> _WHAT THE TASK REQUIRES_
Extract every line of the records below that contains the string "chair", and list those lines in their original order.

> _Excerpts from point annotation data_

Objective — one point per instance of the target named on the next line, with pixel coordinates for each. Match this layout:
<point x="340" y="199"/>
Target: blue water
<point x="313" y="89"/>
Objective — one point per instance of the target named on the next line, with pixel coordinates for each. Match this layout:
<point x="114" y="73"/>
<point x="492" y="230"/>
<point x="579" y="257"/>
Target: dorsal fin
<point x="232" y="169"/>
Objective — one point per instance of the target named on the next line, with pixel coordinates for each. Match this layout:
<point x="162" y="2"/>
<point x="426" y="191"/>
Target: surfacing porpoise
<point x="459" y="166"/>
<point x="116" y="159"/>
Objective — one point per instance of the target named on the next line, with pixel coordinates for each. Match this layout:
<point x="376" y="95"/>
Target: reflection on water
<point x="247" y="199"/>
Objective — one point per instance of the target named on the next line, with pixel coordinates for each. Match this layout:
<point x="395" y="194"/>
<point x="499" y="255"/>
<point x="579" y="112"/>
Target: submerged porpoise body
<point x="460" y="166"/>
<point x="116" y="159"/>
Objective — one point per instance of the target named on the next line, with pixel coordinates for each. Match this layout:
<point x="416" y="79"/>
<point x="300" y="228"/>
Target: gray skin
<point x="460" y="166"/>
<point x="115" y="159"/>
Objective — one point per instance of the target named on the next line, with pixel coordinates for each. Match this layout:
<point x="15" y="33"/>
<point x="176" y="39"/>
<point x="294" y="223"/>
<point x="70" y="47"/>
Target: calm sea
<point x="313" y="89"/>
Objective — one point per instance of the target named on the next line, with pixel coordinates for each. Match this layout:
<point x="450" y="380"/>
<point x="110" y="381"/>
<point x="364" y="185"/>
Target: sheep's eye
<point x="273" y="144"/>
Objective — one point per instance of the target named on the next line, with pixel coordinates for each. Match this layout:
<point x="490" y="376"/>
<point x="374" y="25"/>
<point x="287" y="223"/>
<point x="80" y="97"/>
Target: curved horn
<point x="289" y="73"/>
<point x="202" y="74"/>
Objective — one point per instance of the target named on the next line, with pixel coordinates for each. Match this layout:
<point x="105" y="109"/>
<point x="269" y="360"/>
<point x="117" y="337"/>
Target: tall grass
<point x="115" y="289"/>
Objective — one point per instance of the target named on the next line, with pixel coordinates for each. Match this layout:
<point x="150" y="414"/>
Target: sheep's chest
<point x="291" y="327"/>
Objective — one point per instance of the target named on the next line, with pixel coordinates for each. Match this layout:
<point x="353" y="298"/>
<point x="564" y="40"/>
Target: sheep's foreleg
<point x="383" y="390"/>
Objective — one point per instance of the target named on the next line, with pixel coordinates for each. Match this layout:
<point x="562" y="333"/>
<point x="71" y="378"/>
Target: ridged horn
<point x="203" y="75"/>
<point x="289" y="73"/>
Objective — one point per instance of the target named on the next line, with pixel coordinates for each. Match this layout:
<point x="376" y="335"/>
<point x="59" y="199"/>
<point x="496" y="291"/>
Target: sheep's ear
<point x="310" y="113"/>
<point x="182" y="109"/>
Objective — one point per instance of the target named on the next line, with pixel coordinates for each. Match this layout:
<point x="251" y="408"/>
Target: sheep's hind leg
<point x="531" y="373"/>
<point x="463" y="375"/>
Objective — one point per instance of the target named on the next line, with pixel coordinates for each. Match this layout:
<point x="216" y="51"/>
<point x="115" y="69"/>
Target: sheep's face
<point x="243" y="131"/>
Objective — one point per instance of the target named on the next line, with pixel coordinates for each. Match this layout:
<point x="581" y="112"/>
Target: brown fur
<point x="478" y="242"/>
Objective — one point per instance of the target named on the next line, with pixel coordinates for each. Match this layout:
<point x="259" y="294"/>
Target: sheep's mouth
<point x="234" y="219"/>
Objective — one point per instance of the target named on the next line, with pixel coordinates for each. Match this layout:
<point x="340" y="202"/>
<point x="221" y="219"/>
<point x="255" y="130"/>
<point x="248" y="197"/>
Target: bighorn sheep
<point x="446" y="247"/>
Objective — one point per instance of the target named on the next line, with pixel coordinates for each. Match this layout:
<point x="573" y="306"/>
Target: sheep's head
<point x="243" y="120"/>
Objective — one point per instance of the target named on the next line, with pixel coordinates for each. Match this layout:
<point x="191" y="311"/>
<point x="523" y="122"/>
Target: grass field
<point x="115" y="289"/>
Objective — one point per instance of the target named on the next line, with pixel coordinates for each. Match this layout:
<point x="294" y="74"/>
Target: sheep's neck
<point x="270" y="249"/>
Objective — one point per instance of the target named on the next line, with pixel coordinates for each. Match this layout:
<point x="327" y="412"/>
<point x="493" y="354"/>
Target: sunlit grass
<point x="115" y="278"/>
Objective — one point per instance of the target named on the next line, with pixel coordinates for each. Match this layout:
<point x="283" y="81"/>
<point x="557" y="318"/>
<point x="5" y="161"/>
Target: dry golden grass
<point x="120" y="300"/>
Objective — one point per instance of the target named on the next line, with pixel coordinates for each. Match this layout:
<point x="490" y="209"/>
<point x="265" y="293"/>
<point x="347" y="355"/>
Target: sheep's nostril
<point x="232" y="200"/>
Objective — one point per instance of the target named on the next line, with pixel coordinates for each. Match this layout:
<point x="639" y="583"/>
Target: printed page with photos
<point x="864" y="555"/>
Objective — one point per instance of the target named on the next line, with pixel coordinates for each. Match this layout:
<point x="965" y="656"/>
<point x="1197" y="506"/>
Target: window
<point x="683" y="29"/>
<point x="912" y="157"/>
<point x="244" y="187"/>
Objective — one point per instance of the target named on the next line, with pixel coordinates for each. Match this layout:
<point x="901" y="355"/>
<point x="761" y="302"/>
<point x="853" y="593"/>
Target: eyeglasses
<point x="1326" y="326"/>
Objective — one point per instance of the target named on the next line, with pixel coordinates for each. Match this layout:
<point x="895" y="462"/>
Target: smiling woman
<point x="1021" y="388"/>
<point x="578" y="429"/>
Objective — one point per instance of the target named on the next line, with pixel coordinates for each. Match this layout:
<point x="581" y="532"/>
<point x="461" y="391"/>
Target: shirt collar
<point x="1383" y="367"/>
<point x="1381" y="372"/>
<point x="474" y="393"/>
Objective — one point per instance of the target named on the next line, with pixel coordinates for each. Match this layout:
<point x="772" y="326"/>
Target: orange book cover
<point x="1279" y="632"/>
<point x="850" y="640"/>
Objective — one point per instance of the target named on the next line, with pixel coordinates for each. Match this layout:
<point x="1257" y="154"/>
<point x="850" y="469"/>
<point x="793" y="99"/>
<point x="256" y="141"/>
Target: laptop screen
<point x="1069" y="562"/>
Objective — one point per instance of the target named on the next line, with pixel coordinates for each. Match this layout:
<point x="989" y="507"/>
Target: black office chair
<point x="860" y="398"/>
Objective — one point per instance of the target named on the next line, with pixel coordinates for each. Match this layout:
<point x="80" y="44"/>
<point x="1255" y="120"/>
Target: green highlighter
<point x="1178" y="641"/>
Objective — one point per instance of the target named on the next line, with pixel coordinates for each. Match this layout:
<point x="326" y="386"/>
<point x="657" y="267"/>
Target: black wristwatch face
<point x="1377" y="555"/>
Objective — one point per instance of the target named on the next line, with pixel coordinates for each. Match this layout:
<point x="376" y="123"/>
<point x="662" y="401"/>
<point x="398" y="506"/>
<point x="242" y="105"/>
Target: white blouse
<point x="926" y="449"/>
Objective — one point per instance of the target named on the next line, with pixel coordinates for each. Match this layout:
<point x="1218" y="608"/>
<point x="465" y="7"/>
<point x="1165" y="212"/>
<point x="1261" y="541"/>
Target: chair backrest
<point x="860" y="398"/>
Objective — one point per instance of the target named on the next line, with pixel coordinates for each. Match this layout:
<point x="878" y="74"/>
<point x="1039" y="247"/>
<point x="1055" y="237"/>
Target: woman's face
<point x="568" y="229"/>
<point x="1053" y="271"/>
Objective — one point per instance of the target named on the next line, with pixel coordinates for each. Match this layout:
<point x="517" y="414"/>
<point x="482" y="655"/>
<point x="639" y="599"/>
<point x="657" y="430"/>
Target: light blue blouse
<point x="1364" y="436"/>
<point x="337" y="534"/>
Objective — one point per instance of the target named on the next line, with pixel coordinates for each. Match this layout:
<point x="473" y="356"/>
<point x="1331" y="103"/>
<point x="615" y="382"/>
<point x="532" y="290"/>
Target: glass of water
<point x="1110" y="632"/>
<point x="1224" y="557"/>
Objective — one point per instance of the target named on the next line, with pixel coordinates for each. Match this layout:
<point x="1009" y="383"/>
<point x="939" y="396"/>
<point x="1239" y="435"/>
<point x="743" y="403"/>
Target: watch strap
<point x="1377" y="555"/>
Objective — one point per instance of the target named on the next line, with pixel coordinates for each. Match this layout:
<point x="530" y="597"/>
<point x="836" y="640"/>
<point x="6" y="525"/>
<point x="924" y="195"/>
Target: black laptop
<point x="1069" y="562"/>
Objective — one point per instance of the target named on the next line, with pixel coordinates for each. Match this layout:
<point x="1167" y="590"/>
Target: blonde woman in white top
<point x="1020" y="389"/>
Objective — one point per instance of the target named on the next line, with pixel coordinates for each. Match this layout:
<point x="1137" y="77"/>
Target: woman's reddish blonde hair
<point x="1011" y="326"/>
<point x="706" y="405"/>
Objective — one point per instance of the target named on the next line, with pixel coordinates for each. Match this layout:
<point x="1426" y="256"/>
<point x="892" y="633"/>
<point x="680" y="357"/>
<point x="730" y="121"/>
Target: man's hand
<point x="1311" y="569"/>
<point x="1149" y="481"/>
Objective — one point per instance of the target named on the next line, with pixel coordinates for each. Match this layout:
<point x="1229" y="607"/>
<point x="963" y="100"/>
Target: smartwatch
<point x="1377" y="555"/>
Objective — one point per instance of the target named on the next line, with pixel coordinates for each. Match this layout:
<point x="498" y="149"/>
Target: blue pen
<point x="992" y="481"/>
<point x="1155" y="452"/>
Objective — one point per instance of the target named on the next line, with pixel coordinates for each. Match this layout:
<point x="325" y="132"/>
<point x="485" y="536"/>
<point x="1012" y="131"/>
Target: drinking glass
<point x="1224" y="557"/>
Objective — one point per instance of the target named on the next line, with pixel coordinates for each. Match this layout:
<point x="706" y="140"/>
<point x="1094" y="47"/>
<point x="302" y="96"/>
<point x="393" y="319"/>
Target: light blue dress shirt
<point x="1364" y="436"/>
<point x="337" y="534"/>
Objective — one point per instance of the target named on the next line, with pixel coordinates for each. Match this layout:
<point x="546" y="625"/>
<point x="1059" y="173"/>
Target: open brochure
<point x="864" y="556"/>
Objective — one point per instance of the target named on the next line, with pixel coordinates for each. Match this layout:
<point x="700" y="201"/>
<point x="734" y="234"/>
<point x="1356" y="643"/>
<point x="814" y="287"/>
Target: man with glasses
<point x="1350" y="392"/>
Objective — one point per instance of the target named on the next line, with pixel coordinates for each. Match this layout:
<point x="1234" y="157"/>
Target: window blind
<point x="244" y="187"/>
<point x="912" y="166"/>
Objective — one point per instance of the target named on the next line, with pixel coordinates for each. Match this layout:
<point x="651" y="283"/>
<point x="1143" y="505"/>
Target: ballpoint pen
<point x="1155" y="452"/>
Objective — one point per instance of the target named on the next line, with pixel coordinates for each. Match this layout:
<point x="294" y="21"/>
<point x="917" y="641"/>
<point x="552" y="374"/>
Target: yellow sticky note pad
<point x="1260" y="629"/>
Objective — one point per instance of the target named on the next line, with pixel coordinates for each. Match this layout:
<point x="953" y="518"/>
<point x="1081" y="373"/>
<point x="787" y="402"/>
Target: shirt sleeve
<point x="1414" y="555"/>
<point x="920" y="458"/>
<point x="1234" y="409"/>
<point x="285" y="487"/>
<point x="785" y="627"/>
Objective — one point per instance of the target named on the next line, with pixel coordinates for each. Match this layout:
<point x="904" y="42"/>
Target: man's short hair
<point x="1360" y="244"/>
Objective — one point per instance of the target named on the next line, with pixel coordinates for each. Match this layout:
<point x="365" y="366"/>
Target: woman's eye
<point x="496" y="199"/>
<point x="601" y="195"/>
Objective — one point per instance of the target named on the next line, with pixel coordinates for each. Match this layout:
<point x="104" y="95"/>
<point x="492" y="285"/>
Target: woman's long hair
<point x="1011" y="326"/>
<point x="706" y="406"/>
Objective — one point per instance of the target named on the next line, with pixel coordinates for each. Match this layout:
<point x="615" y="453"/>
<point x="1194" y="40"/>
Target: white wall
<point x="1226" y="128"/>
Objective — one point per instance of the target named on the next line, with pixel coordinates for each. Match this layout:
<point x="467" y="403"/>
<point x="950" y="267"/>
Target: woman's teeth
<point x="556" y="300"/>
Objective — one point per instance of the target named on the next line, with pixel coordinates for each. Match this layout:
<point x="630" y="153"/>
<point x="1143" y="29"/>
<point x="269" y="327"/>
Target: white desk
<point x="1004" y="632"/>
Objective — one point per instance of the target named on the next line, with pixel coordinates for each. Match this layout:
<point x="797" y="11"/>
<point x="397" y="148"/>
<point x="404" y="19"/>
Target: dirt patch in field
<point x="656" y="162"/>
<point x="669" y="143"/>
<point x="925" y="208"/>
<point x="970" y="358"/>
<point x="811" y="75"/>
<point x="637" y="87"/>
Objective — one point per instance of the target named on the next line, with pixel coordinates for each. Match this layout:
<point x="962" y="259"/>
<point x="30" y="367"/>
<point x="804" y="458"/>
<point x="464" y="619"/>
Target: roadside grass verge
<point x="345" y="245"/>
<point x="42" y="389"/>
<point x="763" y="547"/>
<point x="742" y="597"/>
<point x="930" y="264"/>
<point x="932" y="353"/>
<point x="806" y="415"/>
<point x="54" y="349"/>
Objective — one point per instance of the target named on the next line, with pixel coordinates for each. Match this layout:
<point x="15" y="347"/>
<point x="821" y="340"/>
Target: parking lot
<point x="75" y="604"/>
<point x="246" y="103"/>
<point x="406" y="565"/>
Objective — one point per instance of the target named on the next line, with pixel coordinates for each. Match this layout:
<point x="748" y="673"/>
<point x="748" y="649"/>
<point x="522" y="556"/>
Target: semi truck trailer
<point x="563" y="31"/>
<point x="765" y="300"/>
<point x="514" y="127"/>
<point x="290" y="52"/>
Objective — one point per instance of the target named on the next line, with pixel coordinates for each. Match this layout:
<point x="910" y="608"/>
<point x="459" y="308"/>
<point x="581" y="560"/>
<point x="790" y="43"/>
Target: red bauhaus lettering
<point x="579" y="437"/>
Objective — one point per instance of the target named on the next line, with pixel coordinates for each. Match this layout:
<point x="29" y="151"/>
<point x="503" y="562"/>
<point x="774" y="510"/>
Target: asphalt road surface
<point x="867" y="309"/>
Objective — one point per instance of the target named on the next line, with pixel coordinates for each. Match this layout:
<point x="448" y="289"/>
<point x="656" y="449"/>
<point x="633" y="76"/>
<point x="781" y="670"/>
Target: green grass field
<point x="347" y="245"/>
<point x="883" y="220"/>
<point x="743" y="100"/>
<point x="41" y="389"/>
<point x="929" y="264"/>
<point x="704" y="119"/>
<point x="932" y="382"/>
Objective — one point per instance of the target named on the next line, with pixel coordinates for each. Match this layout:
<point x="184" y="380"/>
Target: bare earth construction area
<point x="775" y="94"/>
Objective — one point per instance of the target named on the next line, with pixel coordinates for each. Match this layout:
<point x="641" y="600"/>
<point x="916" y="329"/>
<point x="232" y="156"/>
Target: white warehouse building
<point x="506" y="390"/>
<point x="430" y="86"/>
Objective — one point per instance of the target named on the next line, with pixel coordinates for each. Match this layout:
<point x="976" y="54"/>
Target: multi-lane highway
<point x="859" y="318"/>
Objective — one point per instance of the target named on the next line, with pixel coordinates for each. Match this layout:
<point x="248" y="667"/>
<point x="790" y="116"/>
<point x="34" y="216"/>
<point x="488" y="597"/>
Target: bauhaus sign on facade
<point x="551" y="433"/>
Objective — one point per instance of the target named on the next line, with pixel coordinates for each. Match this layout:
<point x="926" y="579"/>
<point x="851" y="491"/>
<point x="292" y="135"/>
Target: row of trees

> _ANSWER TO THIS PROBLEM_
Target: black office chair
Target: chair backrest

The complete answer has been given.